** Opening SOURCE MATERIAL block **

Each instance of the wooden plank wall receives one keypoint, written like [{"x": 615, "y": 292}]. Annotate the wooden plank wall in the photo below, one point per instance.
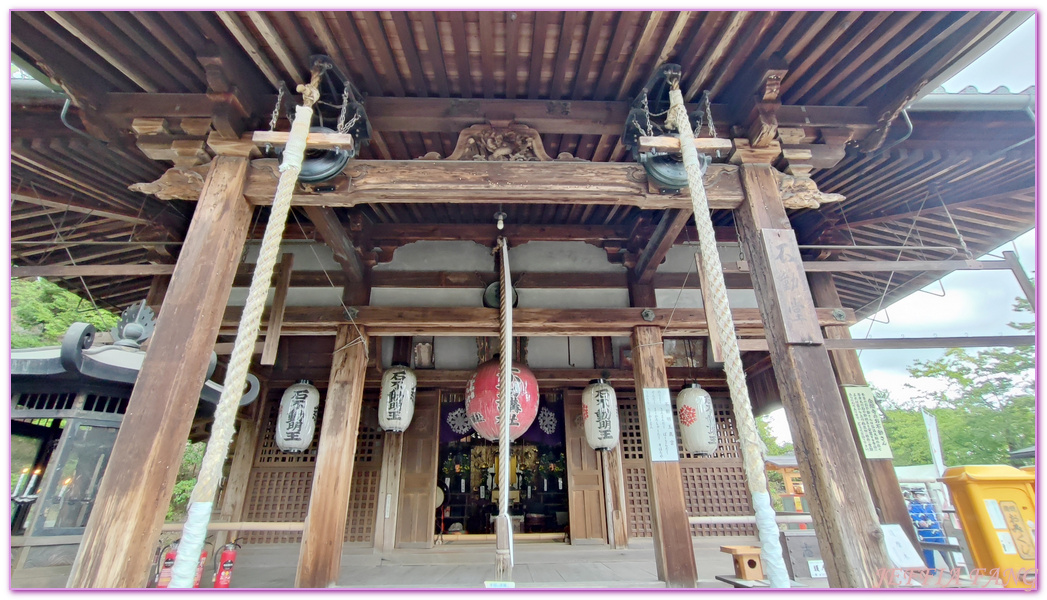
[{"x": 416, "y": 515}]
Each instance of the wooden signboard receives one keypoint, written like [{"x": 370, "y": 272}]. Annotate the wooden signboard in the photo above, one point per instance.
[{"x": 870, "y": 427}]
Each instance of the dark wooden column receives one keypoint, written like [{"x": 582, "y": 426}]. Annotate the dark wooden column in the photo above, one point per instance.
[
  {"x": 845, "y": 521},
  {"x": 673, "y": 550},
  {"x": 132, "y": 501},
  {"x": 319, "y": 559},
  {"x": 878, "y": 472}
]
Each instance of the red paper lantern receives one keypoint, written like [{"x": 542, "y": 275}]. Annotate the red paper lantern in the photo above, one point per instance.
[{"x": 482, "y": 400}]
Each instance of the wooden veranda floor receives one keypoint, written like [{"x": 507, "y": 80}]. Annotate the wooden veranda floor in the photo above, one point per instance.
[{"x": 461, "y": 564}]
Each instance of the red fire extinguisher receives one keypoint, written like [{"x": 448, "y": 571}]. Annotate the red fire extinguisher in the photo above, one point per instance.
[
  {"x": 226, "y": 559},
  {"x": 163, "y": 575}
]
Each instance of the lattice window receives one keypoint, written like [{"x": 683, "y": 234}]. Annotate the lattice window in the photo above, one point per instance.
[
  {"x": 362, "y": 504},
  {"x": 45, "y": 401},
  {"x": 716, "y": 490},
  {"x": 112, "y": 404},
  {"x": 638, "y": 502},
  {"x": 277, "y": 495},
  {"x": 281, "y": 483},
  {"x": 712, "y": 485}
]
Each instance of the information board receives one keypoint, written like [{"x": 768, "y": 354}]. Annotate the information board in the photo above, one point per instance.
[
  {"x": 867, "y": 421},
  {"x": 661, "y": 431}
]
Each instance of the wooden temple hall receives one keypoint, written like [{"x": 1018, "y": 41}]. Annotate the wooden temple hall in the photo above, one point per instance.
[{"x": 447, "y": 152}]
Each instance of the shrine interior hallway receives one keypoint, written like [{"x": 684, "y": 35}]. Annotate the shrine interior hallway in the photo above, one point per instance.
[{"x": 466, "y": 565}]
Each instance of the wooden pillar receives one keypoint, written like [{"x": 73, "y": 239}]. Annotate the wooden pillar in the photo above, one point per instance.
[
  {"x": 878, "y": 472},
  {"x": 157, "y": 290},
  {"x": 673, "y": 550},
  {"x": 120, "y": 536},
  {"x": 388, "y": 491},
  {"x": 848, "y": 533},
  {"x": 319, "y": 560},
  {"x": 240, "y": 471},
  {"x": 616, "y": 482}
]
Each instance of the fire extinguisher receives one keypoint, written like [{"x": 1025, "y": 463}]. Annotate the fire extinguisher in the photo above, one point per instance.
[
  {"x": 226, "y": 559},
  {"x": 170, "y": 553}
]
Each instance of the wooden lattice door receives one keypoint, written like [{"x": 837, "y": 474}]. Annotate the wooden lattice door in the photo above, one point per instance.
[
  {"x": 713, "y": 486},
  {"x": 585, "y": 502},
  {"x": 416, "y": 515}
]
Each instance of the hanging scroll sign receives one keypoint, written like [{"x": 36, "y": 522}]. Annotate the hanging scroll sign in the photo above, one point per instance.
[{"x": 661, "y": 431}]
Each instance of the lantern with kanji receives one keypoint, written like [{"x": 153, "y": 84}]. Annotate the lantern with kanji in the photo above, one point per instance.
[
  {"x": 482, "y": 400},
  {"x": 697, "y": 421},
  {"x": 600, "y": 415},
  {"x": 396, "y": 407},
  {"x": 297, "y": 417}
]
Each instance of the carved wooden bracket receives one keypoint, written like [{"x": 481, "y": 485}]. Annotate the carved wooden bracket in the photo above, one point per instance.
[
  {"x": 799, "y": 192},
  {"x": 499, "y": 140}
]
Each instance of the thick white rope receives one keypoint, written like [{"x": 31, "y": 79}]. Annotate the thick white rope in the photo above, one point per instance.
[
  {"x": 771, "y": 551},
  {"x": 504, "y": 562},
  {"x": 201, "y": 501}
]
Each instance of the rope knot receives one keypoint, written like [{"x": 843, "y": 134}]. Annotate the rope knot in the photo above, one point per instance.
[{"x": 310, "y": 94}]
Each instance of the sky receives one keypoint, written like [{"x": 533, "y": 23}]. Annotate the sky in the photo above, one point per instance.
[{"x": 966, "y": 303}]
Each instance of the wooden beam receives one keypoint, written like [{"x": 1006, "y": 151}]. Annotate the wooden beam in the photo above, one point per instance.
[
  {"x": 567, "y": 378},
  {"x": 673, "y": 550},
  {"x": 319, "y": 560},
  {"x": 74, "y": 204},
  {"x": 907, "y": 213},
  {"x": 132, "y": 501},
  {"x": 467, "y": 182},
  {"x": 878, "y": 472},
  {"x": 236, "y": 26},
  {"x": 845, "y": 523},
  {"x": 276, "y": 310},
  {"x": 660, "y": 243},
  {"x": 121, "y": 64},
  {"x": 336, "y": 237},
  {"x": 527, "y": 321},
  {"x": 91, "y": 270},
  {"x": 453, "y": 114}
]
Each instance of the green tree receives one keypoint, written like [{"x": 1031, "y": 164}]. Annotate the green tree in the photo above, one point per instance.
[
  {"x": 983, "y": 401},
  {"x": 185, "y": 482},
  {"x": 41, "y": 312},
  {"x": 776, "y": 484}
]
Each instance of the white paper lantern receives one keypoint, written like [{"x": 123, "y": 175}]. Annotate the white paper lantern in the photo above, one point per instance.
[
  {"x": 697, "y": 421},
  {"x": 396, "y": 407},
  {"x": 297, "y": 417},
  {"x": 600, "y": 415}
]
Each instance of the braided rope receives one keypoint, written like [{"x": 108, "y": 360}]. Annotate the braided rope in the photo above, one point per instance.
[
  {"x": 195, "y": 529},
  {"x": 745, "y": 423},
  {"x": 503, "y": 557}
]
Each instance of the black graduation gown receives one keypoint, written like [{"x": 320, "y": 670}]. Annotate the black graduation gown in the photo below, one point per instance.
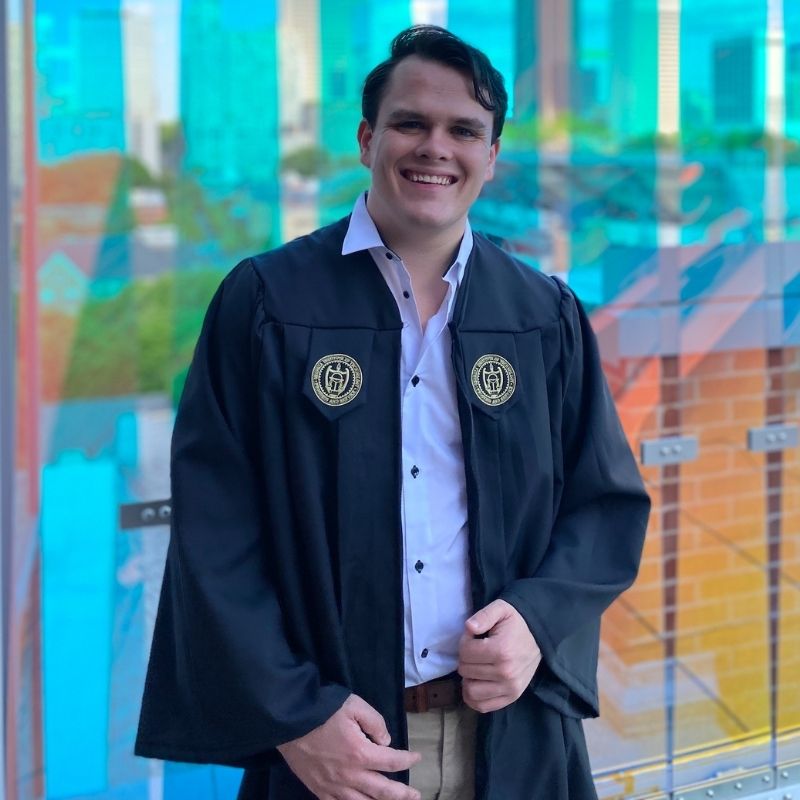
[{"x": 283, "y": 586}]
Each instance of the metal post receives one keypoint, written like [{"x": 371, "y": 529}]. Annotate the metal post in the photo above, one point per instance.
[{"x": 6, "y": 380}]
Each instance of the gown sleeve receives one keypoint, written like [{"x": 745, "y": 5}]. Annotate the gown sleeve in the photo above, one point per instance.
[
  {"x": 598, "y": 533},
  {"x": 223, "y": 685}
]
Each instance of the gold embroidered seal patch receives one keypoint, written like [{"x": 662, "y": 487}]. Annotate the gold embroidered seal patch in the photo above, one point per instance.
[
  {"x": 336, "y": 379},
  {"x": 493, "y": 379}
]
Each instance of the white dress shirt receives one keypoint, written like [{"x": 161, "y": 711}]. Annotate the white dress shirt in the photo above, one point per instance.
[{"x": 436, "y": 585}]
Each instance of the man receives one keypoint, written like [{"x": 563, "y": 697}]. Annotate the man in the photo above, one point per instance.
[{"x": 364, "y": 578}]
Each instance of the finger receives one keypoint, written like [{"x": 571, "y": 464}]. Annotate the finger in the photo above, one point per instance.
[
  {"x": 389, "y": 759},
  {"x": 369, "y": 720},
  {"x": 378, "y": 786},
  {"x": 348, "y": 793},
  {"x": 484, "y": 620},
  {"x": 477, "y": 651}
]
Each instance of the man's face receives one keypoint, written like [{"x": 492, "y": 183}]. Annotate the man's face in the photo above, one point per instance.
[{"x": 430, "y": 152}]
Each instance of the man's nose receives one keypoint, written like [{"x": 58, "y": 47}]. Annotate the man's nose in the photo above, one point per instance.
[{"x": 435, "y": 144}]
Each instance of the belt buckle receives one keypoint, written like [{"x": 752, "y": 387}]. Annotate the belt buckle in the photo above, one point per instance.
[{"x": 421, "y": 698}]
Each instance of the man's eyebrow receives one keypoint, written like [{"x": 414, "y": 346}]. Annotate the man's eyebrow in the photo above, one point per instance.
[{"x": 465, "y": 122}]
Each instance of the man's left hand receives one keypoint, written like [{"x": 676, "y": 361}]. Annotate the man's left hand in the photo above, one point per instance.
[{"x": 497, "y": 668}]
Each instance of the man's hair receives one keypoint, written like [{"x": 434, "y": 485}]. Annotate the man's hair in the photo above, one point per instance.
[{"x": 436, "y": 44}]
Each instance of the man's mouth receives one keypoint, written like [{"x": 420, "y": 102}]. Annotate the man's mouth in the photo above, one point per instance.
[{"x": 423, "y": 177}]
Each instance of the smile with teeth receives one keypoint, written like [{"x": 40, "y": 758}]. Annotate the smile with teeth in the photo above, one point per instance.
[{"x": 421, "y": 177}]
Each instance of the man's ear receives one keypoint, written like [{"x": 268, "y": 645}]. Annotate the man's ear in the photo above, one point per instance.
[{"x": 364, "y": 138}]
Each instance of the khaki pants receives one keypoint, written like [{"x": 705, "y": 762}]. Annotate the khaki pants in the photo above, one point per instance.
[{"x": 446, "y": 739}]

** Closing SOURCE MATERIAL block **
** Opening SOURCE MATERIAL block **

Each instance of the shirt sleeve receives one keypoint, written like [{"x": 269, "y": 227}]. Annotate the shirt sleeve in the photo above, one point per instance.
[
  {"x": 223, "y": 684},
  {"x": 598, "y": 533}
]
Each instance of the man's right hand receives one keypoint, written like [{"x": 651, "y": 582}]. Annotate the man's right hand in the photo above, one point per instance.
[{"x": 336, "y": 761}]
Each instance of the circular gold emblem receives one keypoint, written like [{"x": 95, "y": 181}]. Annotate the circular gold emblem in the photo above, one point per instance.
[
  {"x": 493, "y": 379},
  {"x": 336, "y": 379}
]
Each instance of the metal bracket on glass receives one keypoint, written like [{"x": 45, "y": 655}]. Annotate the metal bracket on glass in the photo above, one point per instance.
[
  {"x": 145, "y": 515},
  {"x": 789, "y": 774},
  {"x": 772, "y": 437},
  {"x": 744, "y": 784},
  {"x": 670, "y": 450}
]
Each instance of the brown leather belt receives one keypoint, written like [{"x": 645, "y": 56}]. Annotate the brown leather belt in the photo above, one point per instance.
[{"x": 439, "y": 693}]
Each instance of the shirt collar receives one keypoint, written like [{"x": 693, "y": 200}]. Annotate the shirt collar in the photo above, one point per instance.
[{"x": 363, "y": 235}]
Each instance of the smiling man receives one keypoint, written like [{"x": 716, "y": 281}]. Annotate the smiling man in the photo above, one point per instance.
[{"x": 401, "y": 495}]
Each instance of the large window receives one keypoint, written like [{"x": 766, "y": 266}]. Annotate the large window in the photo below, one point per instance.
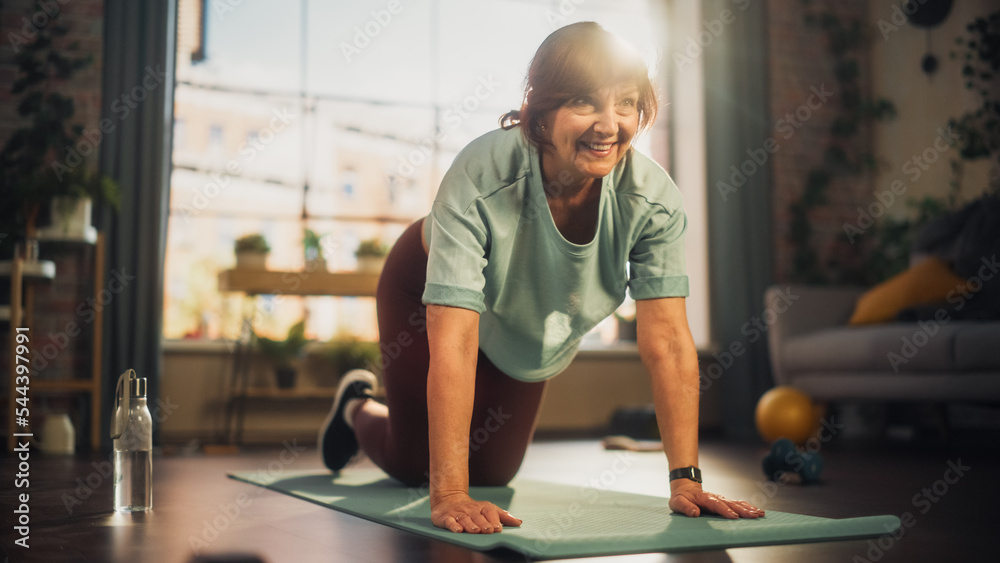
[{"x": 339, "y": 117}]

** Closing SOURCE MATERIAL block **
** Opening SOURCE MATERIAL block **

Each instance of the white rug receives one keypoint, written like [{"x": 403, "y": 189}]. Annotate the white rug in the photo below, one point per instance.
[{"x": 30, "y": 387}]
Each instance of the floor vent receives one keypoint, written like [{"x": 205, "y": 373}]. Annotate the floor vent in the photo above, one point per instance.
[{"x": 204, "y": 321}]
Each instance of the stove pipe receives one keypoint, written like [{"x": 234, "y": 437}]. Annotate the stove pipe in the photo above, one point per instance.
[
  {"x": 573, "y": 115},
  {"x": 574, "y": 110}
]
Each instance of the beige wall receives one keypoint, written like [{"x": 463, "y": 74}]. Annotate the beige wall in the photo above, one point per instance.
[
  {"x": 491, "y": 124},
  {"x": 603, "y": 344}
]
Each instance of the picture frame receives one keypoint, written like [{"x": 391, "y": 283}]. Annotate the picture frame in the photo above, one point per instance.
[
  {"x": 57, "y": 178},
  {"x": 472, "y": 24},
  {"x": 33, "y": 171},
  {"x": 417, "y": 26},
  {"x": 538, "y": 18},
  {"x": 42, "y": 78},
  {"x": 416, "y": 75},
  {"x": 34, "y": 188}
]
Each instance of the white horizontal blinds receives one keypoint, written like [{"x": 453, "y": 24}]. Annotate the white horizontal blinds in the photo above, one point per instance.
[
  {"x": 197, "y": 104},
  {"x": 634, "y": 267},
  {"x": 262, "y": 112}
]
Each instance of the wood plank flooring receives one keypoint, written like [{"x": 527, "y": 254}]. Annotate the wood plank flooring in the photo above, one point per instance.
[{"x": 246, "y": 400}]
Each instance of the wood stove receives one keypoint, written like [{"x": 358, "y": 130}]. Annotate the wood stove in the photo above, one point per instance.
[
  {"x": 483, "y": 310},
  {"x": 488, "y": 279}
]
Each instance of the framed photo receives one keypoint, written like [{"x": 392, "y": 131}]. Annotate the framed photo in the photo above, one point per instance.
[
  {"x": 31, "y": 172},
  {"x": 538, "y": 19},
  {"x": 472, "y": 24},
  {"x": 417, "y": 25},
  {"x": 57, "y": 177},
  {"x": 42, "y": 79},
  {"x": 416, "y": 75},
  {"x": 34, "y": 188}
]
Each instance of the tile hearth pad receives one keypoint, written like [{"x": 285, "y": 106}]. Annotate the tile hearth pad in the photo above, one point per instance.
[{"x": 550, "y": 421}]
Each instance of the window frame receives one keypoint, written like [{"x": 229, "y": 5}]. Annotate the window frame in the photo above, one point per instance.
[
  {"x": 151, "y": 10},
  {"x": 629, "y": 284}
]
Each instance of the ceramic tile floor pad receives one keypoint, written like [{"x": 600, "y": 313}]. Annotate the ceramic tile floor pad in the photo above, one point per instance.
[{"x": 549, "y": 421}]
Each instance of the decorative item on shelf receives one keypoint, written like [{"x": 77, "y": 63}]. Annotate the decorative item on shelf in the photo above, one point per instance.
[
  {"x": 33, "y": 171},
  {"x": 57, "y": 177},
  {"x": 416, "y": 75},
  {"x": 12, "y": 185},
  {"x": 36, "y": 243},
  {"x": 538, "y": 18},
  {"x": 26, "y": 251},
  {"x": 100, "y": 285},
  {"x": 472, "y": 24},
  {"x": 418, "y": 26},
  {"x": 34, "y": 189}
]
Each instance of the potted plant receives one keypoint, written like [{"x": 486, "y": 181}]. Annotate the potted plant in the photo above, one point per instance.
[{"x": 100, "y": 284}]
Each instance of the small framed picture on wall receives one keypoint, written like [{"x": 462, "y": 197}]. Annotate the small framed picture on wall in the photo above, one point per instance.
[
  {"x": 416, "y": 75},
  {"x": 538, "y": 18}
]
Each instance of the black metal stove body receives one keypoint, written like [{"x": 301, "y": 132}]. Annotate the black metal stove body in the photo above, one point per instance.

** Closing SOURCE MATERIAL block **

#### [WORK REQUIRED]
Give the exact lines, and only those, from the line containing "Each instance of the tile" through the line containing "Each instance of the black metal" in the entries above.

#### [OUTPUT FOR THIS TASK]
Each instance of the tile hearth pad receives one keypoint, written like [{"x": 285, "y": 106}]. Annotate the tile hearth pad in the photo above, one point per instance.
[{"x": 550, "y": 421}]
Each instance of the window frame receives one keypoint, written like [{"x": 229, "y": 5}]. Annotate the window frame in the photo above, one point per instance.
[
  {"x": 151, "y": 10},
  {"x": 629, "y": 284}
]
Each instance of the ceramic tile floor pad receives one keypoint, written like [{"x": 600, "y": 313}]. Annotate the ceramic tile floor pad in the photo above, one point per instance.
[{"x": 549, "y": 421}]
Each instance of the decorative item on shelf receives one keypoint, written like [{"x": 77, "y": 63}]. Annotate the decorative item on shelf in the photo above, one point per instance.
[
  {"x": 33, "y": 171},
  {"x": 57, "y": 177},
  {"x": 416, "y": 75},
  {"x": 12, "y": 185},
  {"x": 36, "y": 243},
  {"x": 538, "y": 18},
  {"x": 26, "y": 251},
  {"x": 100, "y": 285},
  {"x": 472, "y": 24},
  {"x": 418, "y": 26},
  {"x": 34, "y": 189}
]
Each instance of the potted plant receives one keypoint, written like [{"x": 486, "y": 181}]. Annotate the potted plant in the photo above, one point per instance.
[{"x": 100, "y": 284}]
Each instance of the small framed picture on wall receives one keypoint, written like [{"x": 462, "y": 197}]. Annotate the small framed picture on wall in the photo above, one point per instance.
[
  {"x": 416, "y": 75},
  {"x": 538, "y": 18}
]
Each instance of the black metal stove body receives one keypoint, written like [{"x": 301, "y": 132}]. Annotate the black metal stove body in the photo above, one point per instance.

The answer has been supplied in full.